→ What to work on: When you restate the records, do so word for word and omit any picture they contain.

>>>>

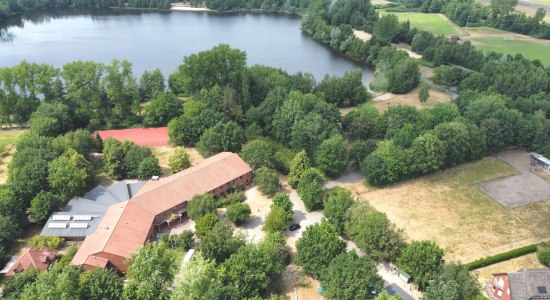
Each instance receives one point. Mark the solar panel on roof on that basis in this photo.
(82, 217)
(78, 225)
(61, 217)
(57, 225)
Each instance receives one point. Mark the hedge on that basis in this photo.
(489, 260)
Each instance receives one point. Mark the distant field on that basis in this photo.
(434, 23)
(449, 209)
(9, 137)
(531, 49)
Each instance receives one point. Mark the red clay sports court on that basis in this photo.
(140, 136)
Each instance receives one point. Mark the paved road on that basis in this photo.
(526, 6)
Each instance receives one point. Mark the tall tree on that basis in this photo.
(151, 271)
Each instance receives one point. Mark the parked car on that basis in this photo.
(294, 227)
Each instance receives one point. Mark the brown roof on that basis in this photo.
(123, 227)
(126, 225)
(165, 193)
(32, 258)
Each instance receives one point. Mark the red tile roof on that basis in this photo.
(32, 258)
(127, 225)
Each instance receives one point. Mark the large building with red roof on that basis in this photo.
(129, 224)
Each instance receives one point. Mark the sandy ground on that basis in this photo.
(512, 265)
(4, 162)
(526, 6)
(163, 154)
(518, 190)
(184, 7)
(386, 100)
(458, 209)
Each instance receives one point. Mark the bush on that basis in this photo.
(544, 256)
(267, 181)
(238, 213)
(52, 242)
(487, 261)
(184, 240)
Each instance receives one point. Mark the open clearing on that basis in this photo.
(490, 39)
(8, 139)
(512, 265)
(434, 23)
(448, 208)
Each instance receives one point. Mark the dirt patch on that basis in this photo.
(386, 100)
(163, 155)
(448, 208)
(512, 265)
(519, 190)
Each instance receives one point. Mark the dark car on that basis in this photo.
(294, 227)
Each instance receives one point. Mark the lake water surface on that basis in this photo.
(161, 39)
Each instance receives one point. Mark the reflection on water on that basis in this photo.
(161, 39)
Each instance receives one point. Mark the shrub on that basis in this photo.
(238, 213)
(52, 242)
(267, 181)
(487, 261)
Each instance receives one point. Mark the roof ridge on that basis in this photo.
(183, 176)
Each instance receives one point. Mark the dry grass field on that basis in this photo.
(448, 208)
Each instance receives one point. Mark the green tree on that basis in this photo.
(387, 164)
(70, 174)
(421, 259)
(331, 157)
(299, 164)
(283, 200)
(386, 29)
(205, 224)
(267, 181)
(59, 282)
(337, 203)
(151, 83)
(221, 137)
(99, 284)
(163, 108)
(349, 276)
(135, 155)
(360, 150)
(16, 284)
(179, 160)
(148, 168)
(151, 271)
(43, 205)
(276, 220)
(258, 153)
(317, 247)
(373, 232)
(194, 280)
(424, 93)
(220, 243)
(201, 205)
(237, 213)
(427, 154)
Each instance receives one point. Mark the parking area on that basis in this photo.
(518, 190)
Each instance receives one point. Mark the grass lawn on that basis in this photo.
(448, 208)
(530, 49)
(434, 23)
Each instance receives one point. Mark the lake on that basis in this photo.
(151, 39)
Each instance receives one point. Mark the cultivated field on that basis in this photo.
(434, 23)
(489, 39)
(449, 209)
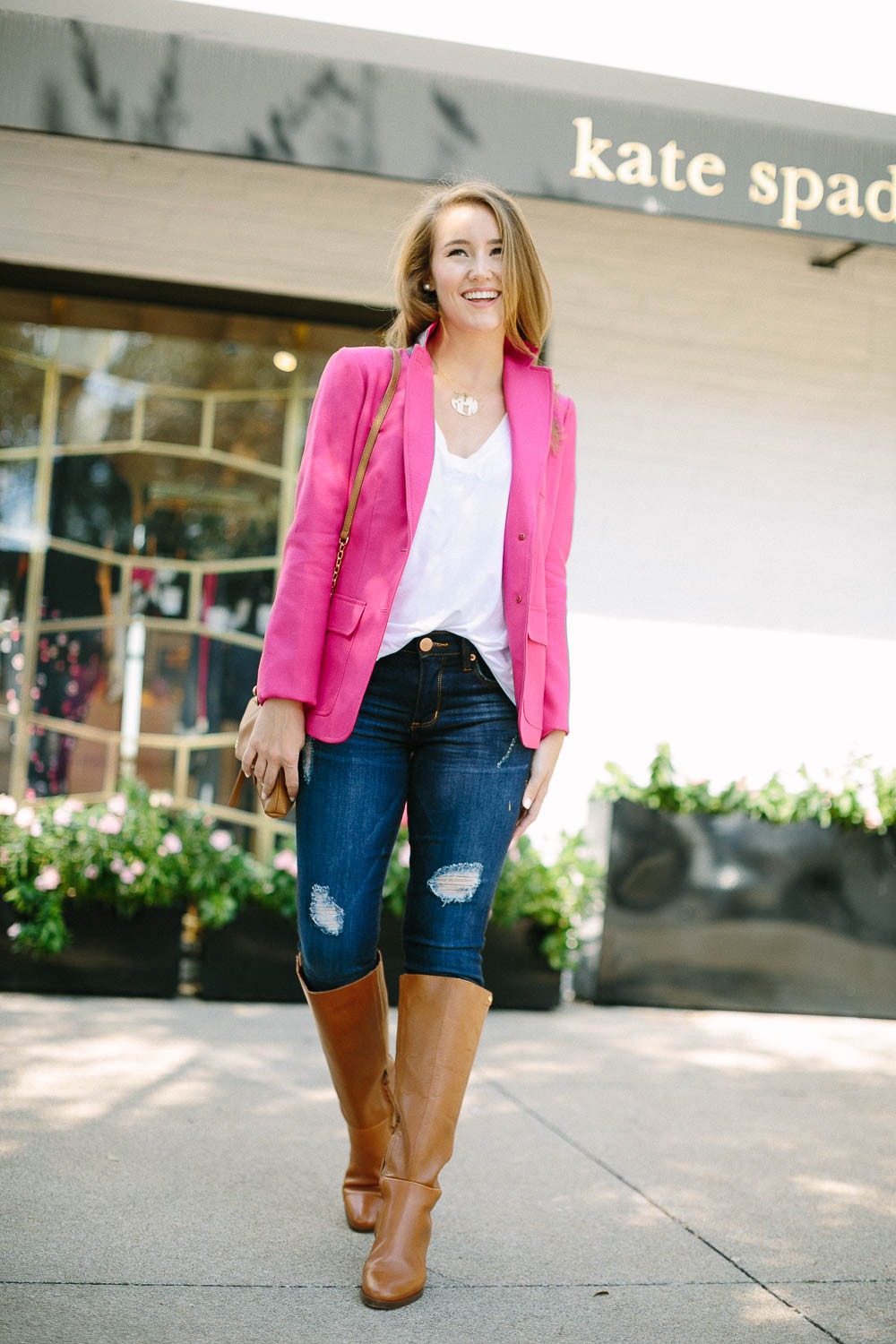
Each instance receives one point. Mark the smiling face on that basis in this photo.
(466, 269)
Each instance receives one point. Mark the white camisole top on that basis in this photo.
(452, 574)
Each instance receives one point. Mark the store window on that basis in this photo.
(148, 462)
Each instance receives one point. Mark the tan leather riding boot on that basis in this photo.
(440, 1021)
(352, 1023)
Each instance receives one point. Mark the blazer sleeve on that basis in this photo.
(293, 645)
(556, 680)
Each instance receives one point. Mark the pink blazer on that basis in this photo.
(322, 650)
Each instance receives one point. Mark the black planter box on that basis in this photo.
(724, 911)
(254, 960)
(137, 957)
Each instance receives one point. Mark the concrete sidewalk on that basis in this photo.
(171, 1172)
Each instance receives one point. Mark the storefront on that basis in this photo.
(190, 226)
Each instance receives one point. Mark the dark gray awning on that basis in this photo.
(419, 110)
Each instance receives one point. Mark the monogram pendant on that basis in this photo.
(463, 403)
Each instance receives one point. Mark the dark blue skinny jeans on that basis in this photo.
(437, 731)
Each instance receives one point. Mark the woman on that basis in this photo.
(437, 676)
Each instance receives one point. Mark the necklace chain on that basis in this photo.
(462, 402)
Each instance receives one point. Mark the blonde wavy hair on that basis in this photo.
(527, 295)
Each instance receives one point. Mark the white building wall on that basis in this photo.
(731, 580)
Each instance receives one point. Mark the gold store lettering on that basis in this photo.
(635, 168)
(804, 188)
(797, 190)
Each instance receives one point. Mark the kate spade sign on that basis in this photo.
(555, 129)
(790, 193)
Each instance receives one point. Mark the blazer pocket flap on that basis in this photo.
(344, 613)
(538, 624)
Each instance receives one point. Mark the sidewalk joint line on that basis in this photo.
(673, 1218)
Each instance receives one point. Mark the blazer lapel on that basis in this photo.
(419, 435)
(528, 394)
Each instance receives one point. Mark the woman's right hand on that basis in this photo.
(277, 739)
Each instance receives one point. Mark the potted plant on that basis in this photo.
(780, 898)
(91, 895)
(249, 932)
(249, 943)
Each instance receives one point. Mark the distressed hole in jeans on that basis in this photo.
(308, 760)
(325, 913)
(455, 882)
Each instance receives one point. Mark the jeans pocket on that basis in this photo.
(484, 672)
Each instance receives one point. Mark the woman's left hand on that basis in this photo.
(543, 762)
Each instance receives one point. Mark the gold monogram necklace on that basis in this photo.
(463, 402)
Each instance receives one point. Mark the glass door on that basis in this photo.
(148, 462)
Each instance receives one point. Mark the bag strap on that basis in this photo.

<<<<

→ Answer for the task:
Each instance receives one point. Mark the solar panel on roof on that basis in this photo.
(82, 217)
(78, 225)
(61, 217)
(57, 225)
Each instance receives one point. Mark the hedge on that basis in this photo.
(489, 260)
Each instance receives one point. Mark the distant field on that basis in this photo.
(434, 23)
(449, 209)
(9, 137)
(531, 49)
Each instance receives one point. Mark the red clay sports court on that basis in this photo.
(140, 136)
Each instance receives one point. Mark the paved road on that basis in this photo.
(526, 6)
Each instance receives one point. Mark the tall tree on that basis in this photo.
(151, 271)
Each instance receives one point. Mark the parked car on that basis in this photo.
(294, 227)
Each instance receives one point. Mark the brown roof on that basis in this photo.
(123, 227)
(126, 225)
(165, 193)
(32, 258)
Each instance receives one point. Mark the red tile roof on that basis in this photo.
(32, 258)
(127, 225)
Each instance receives one point. Mark the large building with red roof on that basis in this photo.
(129, 224)
Each instance receives one point. Mark the sandy ground on that basis in this photo.
(512, 265)
(4, 162)
(526, 6)
(163, 154)
(518, 190)
(184, 7)
(386, 100)
(458, 209)
Each instance receives one point. Mark the bush on that basis in this photo.
(544, 256)
(267, 181)
(238, 213)
(52, 242)
(487, 261)
(184, 240)
Each instance receives one point. Mark the open clearing on that basis in this photo.
(490, 39)
(8, 139)
(512, 265)
(434, 23)
(448, 208)
Each instance receives one point. Mark the dirt patch on that basis in this photo.
(386, 100)
(163, 155)
(448, 208)
(512, 265)
(519, 190)
Each instance receives one point. Mark the dark car on that basis in this photo.
(294, 227)
Each instance receives one point. Mark the lake water surface on that basis in this photo.
(161, 39)
Each instance receives one point. Mark the reflection on water on that basis in this photo.
(161, 39)
Each instance receives one point. Mark the shrub on that basis in this photo.
(238, 213)
(52, 242)
(267, 181)
(487, 261)
Each instance receives one point. Mark the roof ridge on that basis in this photo.
(183, 176)
Each instance receives one point. Mark the dry grass field on that basis in this photo.
(448, 208)
Each instance receives one point. Mark the green tree on that basis in this photo.
(387, 164)
(70, 174)
(421, 259)
(331, 157)
(299, 164)
(283, 200)
(386, 29)
(205, 224)
(267, 181)
(59, 282)
(337, 203)
(151, 83)
(221, 137)
(99, 284)
(163, 108)
(349, 276)
(135, 155)
(360, 150)
(16, 284)
(179, 160)
(148, 168)
(151, 271)
(43, 205)
(276, 220)
(258, 153)
(317, 247)
(373, 232)
(194, 280)
(424, 93)
(220, 243)
(201, 205)
(237, 213)
(427, 154)
Each instance receives one point. Mark the parking area on that basis in this photo.
(518, 190)
Each instance receives one point. Mark the grass lawn on that basis in this photo.
(448, 208)
(530, 49)
(434, 23)
Each instance receives one point. Mark the lake on that basis in this photo.
(151, 39)
Each instance receives one point. Mark the cultivated field on that basis in this photo.
(434, 23)
(489, 39)
(449, 209)
Each instance receives one point. Mark the smiling face on that basis in this photo.
(466, 269)
Each instance receives one point. Mark the white camisole top on that basis in this photo.
(452, 574)
Each instance receives one point. Mark the store window on that basis in this photo.
(148, 462)
Each instance receives one point. Mark the tan leather riding boot on that basis in this photo.
(440, 1021)
(352, 1023)
Each instance receives one point. Mark the blazer sleeve on that basis in this photo.
(293, 645)
(556, 680)
Each instance receives one point. Mark the pink blazer on that basis in this photo.
(322, 650)
Each instance receives one point. Mark the black planter box on that basis in this photo.
(724, 911)
(254, 960)
(137, 957)
Each instance receives one point. Mark the concrete sidewalk on that basis in this photo.
(171, 1172)
Each instance receives one point. Mark the storefront on that basis in this photo.
(190, 226)
Each instance receives one point. Mark the dark gray awning on that basis in this photo.
(419, 110)
Each instance receives one point. Mark the monogram pendant on that basis in this photo.
(463, 403)
Each instance receives one point. Mark the dark blue skinny jeans on that basis in this photo.
(437, 731)
Each instance receives one point. Mark the woman on that basis in this photo.
(437, 676)
Each instance receives one point. Mark the necklace chain on that basis in this photo.
(462, 402)
Each instance receives one point. Mark the blonde wavy hair on that basis in this photo.
(527, 295)
Each instance receives one point. Mark the white building wall on that basis in this photo.
(731, 580)
Each instance receives one point. Mark the gold store lettering on that basis in this photo.
(635, 168)
(804, 188)
(797, 190)
Each instance receives one point. Mark the kate spade sign on that basis in this photo.
(555, 129)
(790, 193)
Each instance receives one point. Mark the blazer pocket flap on that basis in this photo.
(344, 613)
(538, 624)
Each instance receives one point. Mark the sidewalk joint line on that basis in this photo.
(673, 1218)
Each instance receives one point. Mark the blazer lapel on that basis in this photo.
(419, 435)
(528, 394)
Each instance receives one point. Mark the woman's right hand on that basis in this photo.
(277, 739)
Each instance receives one point. Mark the potted plant on that basis in this photo.
(780, 898)
(91, 895)
(249, 932)
(249, 943)
Each instance receives one point. Mark the distressed hole in jeans on that basis in this photo.
(308, 760)
(325, 913)
(455, 882)
Each instance receives one point. Mark the jeans pocket on that basis in this photo.
(484, 672)
Each instance receives one point. Mark the woman's left hand on that basis in this photo.
(543, 762)
Each instance receives one point. Mark the gold monogram necklace on that basis in this photo.
(463, 402)
Each instance receives one point. Mark the glass door on that basis in this photo.
(148, 462)
Each instance receives one point. Mark the bag strap on that basis in this photo.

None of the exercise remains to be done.